*** Opening of Passage shown ***
Oral Presentation Clinical Oncology Society of Australia Annual Scientific Meeting 2018

A gastroenterologist’s perspective of the implications of risk stratified colorectal cancer screening (including that based on genomic assessment) (#36)

Hooi C Ee 1
  1. Sir Charles Gairdner Hospital, NEDLANDS, WA, Australia

Colorectal cancer (CRC) is an excellent disease for screening given the long latency between precancerous adenomatous polyps and invasive malignancy. Screening strategies leading to colonoscopy are effective in detecting cancers at earlier stages, as well as preventing cancer development by polyp removal.

Increasing age is a major risk factor for CRC and in Australia the National Bowel Cancer Screening Program invites participants on the basis of being aged between 50 and 74 years inclusive. Whilst the Program, using immunochemical faecal occult blood test for primary screening, improves efficiency of colonoscopy utilisation, only 4% of subsequent colonoscopies are found to harbour cancer. High risk genetic and phenotypic syndromes have specialised and intensive surveillance recommendations, but cumulatively make up only a small proportion of those at risk of CRC. There is therefore a need for improved CRC risk stratification to individualise specific screening strategies as applied to the wider population.

CRC occurs by a complex and little understood interaction between genetic and environmental factors. Outside of high risk Mendelian genetic syndromes, most genetic risk stratification currently occurs on the basis of family history, which is imprecise. Protective genetic factors are also not well identified. Greater ability to refine genetic risks by identifying low penetrance genetic polymorphisms have had limited value in individual predictions due to complex multifactorial effects. Environmental predispositions include dietary factors, smoking and co-morbidities such as obesity, type 2 diabetes mellitus and ischaemic heart disease, many of which are aetiologically and genetically interrelated. Medications such as aspirin and NSAIDs are also known to modify risk.

Whilst high precision risk stratification remains very appealing, this will require complex genetic analyses, thorough behavioural and clinical categorisation and a clear understanding of the interactions of these factors in CRC pathogenesis at the individual level.
*** Close of Passage shown ***
*** Opening of Data supplied ***
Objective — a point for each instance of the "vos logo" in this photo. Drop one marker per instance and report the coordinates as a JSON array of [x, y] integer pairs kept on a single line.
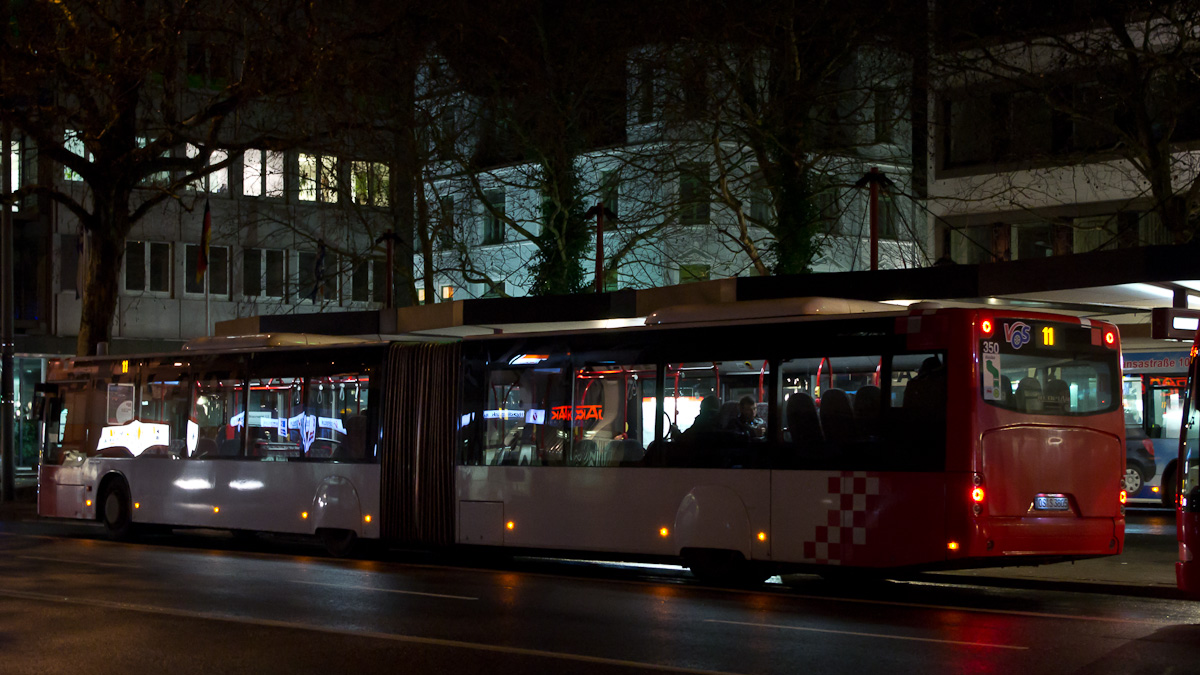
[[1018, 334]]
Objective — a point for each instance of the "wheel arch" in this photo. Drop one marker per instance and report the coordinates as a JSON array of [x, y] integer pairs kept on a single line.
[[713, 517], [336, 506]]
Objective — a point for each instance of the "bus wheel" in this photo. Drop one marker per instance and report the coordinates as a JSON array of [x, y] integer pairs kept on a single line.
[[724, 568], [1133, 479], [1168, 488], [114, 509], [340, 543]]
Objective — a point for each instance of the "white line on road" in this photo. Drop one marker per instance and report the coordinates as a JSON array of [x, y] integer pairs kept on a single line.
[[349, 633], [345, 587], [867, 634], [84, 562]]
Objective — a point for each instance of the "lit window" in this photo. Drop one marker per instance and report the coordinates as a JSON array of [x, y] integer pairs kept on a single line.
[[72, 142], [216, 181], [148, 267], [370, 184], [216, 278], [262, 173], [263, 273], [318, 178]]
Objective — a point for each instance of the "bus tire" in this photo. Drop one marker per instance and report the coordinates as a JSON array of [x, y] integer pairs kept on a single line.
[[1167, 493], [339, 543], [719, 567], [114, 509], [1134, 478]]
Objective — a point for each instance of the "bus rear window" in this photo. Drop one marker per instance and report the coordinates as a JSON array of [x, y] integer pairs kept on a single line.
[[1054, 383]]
*** Close of Data supplied ***
*** Opening of Data supplied ***
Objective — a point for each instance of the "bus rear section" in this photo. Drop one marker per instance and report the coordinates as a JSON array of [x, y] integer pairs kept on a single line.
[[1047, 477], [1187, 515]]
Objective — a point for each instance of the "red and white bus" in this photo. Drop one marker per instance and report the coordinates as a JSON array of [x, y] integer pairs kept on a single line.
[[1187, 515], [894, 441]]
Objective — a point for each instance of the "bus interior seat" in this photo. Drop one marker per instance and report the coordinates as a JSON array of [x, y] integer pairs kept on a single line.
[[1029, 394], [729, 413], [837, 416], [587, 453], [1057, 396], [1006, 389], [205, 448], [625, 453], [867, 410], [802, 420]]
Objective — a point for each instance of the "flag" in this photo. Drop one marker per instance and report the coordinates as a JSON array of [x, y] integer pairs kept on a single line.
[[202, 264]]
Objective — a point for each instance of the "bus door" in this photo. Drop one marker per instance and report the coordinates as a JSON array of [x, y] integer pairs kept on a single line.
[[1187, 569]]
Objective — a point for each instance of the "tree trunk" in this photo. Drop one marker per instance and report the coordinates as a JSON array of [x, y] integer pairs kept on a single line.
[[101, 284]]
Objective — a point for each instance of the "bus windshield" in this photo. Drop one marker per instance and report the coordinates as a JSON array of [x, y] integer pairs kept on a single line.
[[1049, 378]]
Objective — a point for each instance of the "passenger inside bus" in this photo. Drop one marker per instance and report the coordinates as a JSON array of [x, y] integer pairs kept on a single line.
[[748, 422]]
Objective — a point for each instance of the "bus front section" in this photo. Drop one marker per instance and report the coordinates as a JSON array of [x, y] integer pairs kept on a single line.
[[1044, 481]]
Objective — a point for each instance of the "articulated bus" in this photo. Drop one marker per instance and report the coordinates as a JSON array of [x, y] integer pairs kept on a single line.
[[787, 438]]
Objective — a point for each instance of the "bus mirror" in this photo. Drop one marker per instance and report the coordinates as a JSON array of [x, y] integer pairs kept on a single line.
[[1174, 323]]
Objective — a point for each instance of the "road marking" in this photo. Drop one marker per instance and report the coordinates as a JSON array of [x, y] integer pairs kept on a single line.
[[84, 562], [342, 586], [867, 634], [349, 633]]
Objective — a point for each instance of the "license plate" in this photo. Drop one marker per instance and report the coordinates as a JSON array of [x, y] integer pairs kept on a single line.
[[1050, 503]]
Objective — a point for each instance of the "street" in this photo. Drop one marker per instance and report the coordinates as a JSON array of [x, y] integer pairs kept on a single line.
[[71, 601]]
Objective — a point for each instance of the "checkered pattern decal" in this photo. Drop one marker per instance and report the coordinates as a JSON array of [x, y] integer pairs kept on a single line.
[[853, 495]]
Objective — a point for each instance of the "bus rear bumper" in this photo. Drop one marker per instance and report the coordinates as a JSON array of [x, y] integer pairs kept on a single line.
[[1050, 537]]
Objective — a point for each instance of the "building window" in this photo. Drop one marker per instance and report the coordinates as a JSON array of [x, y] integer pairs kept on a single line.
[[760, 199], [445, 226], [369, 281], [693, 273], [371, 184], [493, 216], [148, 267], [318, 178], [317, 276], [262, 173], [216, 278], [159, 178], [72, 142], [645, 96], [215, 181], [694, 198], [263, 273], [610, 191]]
*** Close of Data supplied ***
[Instructions for the task]
From the colorectal cancer screening abstract, list the co-morbidities named as environmental predispositions.

[Task solution]
Obesity
Type 2 diabetes mellitus
Ischaemic heart disease